**INSTRUCTION**
Render every one of the rows below as a JSON array of strings, with one string per line and blank lines left out.

(Items from a data source)
■ ■ ■ ■

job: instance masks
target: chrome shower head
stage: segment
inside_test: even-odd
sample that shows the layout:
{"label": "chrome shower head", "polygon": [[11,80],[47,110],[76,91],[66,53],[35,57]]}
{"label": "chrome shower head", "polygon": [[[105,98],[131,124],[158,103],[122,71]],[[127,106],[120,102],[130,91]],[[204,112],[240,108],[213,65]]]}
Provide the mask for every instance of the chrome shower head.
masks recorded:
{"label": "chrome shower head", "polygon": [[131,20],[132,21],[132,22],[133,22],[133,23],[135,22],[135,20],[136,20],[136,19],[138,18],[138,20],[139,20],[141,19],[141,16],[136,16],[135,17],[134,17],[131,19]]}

■ ■ ■ ■

**ANSWER IN FULL**
[
  "job: instance masks",
  "target: chrome shower head",
  "stage: segment",
  "inside_test: even-odd",
  "sample that shows the layout:",
  "{\"label\": \"chrome shower head\", \"polygon\": [[11,80],[47,110],[76,91],[66,53],[35,57]]}",
  "{\"label\": \"chrome shower head\", \"polygon\": [[[105,98],[131,124],[158,103],[122,71]],[[127,106],[120,102],[130,91]],[[204,112],[240,108],[213,65]]]}",
  "Provide the mask for every instance of the chrome shower head.",
  "masks recorded:",
  "{\"label\": \"chrome shower head\", \"polygon\": [[131,20],[132,21],[132,22],[133,22],[133,23],[135,22],[135,20],[136,20],[136,19],[138,18],[138,20],[139,20],[141,19],[141,16],[136,16],[135,17],[134,17],[131,19]]}"
]